» **Page excerpt**:
%%
IN THE UNITED STATES DISTRICT COURT
EASTERN DISTRICT OF ARKANSAS
PINE BLUFF DIVISION
RANDY WADLINGTON
ADC #091670
VS.
PETITIONER
CASE NO. 5:16-CV-261-BD
WENDY KELLEY, Director,
Arkansas Department of Correction
RESPONDENT
ORDER
I.
Background
Petitioner Randy Wadlington brings this petition claiming that the Arkansas Parole
Board violated a state-created liberty interest when it denied his requests for release to
Arkansas Community Correction (“ACC”) on May 21, 2015, and again on May 17, 2016.
Union County Circuit Court Judge Hamilton Singleton revoked Mr. Waddington’s
probation and sentenced him to 120 months’ imprisonment for failing to register as a sex
offender. (#9-2) Mr. Wadlington was released to the supervision of Arkansas
Community Correction (“ACC”) on June 10, 2013. (#9-3 at p. 1) On October 14, 2014,
Mr. Wadlington was charged with violating the conditions of his parole. (#9-3) He
waived his right to a revocation hearing and admitted violating the conditions of his
release. (#9-4) His transfer to the ACC was revoked, and he was returned to the ADC,
where he remains.
II.
Discussion
A federal court may entertain a State prisoner’s petition for writ of habeas corpus
only on grounds that he is in State custody in violation of the constitution or laws or
treaties of the United States. 28 U.S.C. § 2254(a). If Mr. Wadlington does not allege that
he is in custody in violation of federal law, this Court cannot decide the claims, and they
must be dismissed.
Mr. Wadlington contends that Arkansas Code Annotated, §16-93-615(a)(2)(B)
%%
Rows from a box-labeling dataset:
%%
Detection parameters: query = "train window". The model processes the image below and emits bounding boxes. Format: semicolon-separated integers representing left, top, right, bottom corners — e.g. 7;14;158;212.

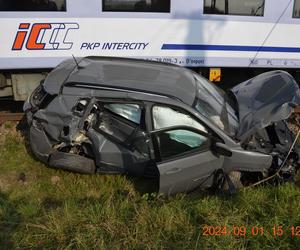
0;0;66;11
102;0;171;13
293;0;300;18
204;0;265;16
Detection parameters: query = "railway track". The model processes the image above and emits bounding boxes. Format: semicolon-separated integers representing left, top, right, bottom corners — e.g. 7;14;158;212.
0;112;24;125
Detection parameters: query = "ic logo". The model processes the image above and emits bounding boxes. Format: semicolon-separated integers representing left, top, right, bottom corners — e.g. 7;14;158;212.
12;23;79;50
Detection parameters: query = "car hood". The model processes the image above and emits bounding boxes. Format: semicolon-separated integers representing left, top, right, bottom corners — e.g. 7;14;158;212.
230;71;300;141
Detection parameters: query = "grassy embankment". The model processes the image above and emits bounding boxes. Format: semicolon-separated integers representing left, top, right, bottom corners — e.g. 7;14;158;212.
0;124;300;249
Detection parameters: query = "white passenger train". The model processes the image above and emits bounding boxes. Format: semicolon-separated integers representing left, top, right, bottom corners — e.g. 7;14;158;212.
0;0;300;100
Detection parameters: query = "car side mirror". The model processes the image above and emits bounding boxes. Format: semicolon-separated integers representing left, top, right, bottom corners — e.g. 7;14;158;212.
212;142;232;157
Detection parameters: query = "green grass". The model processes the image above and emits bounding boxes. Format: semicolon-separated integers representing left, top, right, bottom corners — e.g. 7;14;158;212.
0;124;300;249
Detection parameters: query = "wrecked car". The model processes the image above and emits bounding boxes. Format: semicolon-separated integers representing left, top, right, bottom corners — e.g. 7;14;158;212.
%%
» **Problem statement**:
Print the court order in full, keeping every word, line, and mark unchanged. The data have no connection to the court order.

» **Exercise output**:
IN THE UNITED STATES DISTRICT COURT
EASTERN DISTRICT OF ARKANSAS
PINE BLUFF DIVISION
RANDY WADLINGTON
ADC #091670
VS.
PETITIONER
CASE NO. 5:16-CV-261-BD
WENDY KELLEY, Director,
Arkansas Department of Correction
RESPONDENT
ORDER
I.
Background
Petitioner Randy Wadlington brings this petition claiming that the Arkansas Parole
Board violated a state-created liberty interest when it denied his requests for release to
Arkansas Community Correction (“ACC”) on May 21, 2015, and again on May 17, 2016.
Union County Circuit Court Judge Hamilton Singleton revoked Mr. Waddington’s
probation and sentenced him to 120 months’ imprisonment for failing to register as a sex
offender. (#9-2) Mr. Wadlington was released to the supervision of Arkansas
Community Correction (“ACC”) on June 10, 2013. (#9-3 at p. 1) On October 14, 2014,
Mr. Wadlington was charged with violating the conditions of his parole. (#9-3) He
waived his right to a revocation hearing and admitted violating the conditions of his
release. (#9-4) His transfer to the ACC was revoked, and he was returned to the ADC,
where he remains.
II.
Discussion
A federal court may entertain a State prisoner’s petition for writ of habeas corpus
only on grounds that he is in State custody in violation of the constitution or laws or
treaties of the United States. 28 U.S.C. § 2254(a). If Mr. Wadlington does not allege that
he is in custody in violation of federal law, this Court cannot decide the claims, and they
must be dismissed.
Mr. Wadlington contends that Arkansas Code Annotated, §16-93-615(a)(2)(B)